▸ **Exercise description**
Starting at the line with "Target: white apron" and going on through the line with "Target: sky", reproduce each line in the records below exactly and nothing more.

(Saved entries)
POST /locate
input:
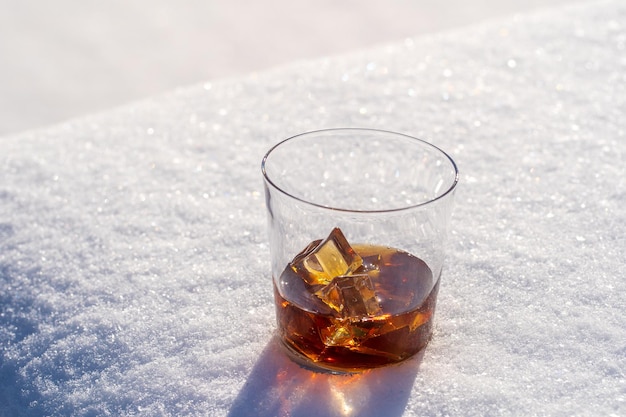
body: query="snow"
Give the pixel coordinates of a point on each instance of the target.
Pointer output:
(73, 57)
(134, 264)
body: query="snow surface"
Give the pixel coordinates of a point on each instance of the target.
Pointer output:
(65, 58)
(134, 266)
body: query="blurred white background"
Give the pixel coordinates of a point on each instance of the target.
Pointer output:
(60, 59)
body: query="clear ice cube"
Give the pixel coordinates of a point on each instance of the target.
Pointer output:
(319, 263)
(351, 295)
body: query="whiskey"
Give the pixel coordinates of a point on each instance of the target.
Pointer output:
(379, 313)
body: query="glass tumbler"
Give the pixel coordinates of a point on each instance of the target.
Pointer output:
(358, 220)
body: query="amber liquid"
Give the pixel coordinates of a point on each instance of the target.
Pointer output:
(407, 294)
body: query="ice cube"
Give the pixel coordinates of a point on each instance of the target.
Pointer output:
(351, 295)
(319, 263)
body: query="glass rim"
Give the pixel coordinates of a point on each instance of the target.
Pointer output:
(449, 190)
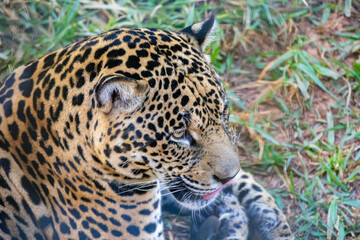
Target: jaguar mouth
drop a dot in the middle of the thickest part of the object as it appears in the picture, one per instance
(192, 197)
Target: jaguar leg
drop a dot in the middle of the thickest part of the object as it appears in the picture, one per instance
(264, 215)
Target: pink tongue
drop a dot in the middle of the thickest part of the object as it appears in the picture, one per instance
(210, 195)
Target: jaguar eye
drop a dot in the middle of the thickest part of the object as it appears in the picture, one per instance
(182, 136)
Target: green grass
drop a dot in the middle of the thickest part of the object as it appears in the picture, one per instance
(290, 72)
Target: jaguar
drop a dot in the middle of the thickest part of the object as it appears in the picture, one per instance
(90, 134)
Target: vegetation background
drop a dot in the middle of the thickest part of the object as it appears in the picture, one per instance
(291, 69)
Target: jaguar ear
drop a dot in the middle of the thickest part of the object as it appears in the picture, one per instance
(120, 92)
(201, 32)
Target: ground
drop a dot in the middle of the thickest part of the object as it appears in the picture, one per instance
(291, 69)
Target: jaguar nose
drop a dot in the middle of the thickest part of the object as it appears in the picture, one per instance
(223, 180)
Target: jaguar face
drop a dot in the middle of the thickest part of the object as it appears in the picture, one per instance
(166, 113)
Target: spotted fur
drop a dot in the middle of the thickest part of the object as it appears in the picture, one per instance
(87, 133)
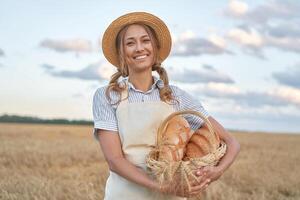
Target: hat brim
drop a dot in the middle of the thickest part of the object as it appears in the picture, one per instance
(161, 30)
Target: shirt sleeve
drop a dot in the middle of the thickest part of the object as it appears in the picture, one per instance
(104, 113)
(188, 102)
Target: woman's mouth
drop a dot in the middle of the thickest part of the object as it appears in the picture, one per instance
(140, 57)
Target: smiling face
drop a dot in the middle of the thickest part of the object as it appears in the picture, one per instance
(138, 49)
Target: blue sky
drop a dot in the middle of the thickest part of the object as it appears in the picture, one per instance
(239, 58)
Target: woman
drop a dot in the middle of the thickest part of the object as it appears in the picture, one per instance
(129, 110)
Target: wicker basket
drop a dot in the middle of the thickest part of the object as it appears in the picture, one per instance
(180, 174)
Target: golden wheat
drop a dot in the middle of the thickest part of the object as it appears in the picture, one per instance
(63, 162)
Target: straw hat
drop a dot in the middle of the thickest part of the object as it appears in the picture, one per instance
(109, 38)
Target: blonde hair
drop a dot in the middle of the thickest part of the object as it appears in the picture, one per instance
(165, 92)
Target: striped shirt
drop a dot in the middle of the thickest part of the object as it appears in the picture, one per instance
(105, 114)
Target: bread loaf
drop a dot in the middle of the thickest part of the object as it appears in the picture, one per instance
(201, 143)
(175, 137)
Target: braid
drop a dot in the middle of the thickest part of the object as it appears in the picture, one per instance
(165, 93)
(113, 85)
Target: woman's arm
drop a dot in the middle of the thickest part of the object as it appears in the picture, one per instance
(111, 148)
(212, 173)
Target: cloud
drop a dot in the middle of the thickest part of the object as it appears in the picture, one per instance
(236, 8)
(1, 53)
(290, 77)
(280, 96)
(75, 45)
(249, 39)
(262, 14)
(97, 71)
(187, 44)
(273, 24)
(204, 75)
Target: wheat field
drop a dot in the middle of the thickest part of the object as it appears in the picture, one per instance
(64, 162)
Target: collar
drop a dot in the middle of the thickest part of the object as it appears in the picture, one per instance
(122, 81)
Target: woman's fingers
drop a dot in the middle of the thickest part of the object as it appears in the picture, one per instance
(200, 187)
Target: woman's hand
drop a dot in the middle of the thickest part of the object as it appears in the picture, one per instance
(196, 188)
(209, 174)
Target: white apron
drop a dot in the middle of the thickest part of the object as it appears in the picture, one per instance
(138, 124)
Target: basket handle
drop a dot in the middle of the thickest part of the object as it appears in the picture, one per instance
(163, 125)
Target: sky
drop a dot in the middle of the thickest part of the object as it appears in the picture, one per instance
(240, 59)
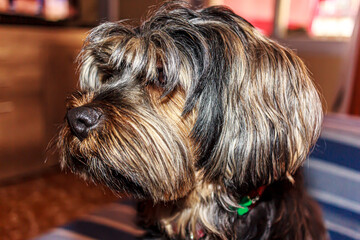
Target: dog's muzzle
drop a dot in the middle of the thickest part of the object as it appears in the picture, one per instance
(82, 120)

▸ **Your solution**
Target: white apron
drop a dot in the middle of the thickest part of the object as it appears in the picture, one per instance
(138, 124)
Target: basket handle
drop a dot in the middle of the thickest part of the object as it appears in the picture, one per instance
(163, 125)
Target: sky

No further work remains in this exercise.